_RECORDS FOR PROCESSING_

+++

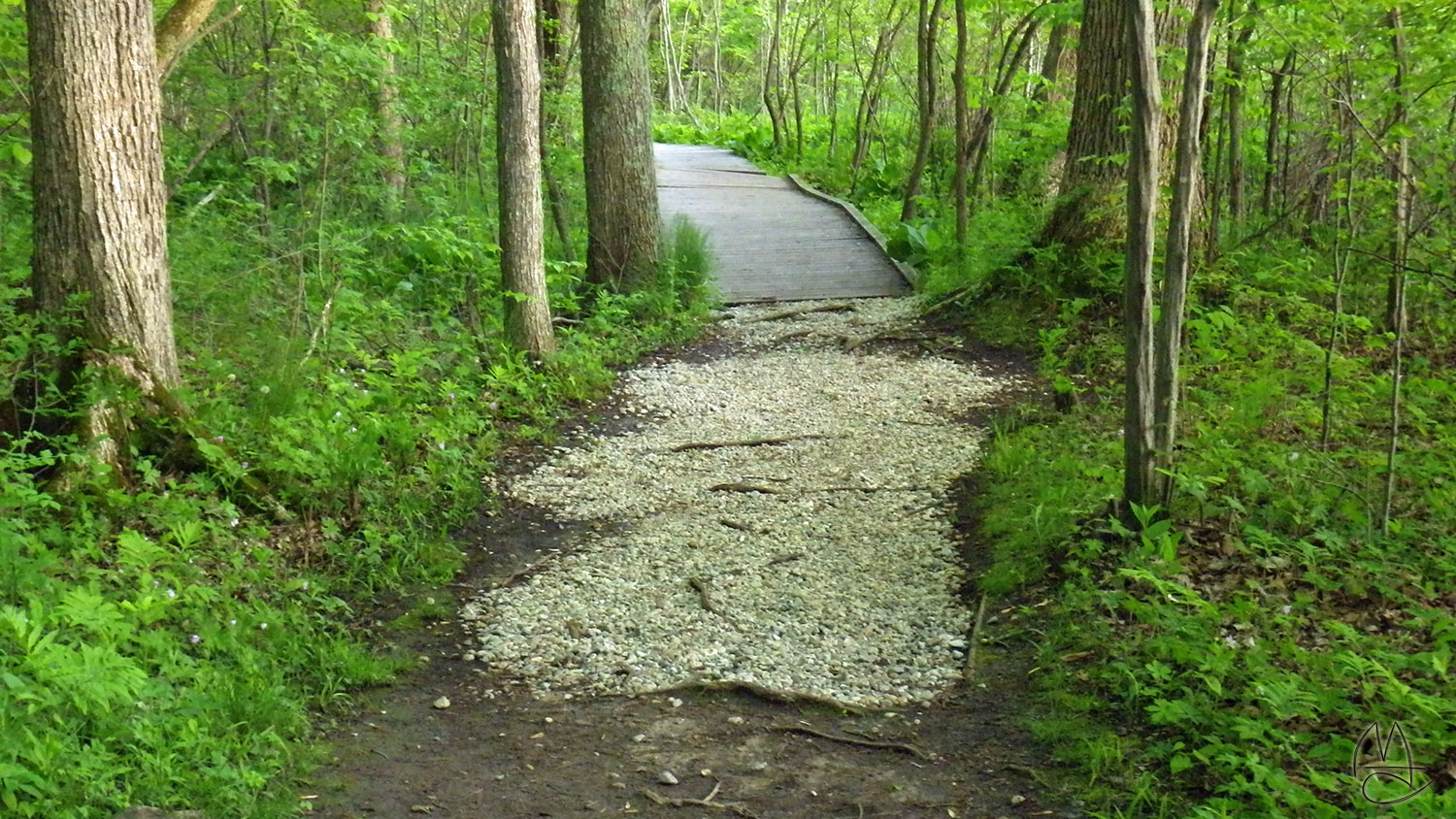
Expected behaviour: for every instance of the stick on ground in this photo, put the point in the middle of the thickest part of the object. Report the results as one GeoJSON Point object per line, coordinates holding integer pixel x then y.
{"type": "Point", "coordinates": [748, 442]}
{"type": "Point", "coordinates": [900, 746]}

+++

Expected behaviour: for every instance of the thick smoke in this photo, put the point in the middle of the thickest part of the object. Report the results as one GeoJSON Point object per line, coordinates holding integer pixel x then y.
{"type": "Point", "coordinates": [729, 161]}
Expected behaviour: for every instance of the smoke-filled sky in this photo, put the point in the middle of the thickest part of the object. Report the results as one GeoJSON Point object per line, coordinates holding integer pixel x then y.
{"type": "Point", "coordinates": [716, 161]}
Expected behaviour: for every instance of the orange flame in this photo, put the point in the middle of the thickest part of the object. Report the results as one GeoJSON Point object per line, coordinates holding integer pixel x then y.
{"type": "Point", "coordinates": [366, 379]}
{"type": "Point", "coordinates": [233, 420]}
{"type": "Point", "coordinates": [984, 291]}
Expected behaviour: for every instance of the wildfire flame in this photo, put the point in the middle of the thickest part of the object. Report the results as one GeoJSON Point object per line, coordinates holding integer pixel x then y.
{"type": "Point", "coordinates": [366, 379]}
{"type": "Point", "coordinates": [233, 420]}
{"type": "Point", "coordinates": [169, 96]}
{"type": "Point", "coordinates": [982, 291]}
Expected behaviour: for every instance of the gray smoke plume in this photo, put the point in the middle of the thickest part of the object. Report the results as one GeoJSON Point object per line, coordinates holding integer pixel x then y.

+++

_EXERCISE INSTRUCTIONS_
Copy out, without any changes, the lines that open with the one containing "Expected behaviour: for every instance of the wildfire" and close with the one containing "Expected behaviour: for every instance of the gray", including both of those lines.

_RESPONSE TO THE EXERCISE_
Expected behaviour: for every instance of the wildfire flame in this photo, put the point in the middle of the thickest part of the object. Report the results as one GeoJSON Point object per line, coordinates holding integer pixel x then y.
{"type": "Point", "coordinates": [366, 379]}
{"type": "Point", "coordinates": [233, 420]}
{"type": "Point", "coordinates": [169, 96]}
{"type": "Point", "coordinates": [982, 291]}
Expected behaviour: for every instance of the gray smoke plume in this photo, put the point in the middle of the thickest part of the object. Report the results as one GeoJSON Point object per line, coordinates holding integer pixel x then y.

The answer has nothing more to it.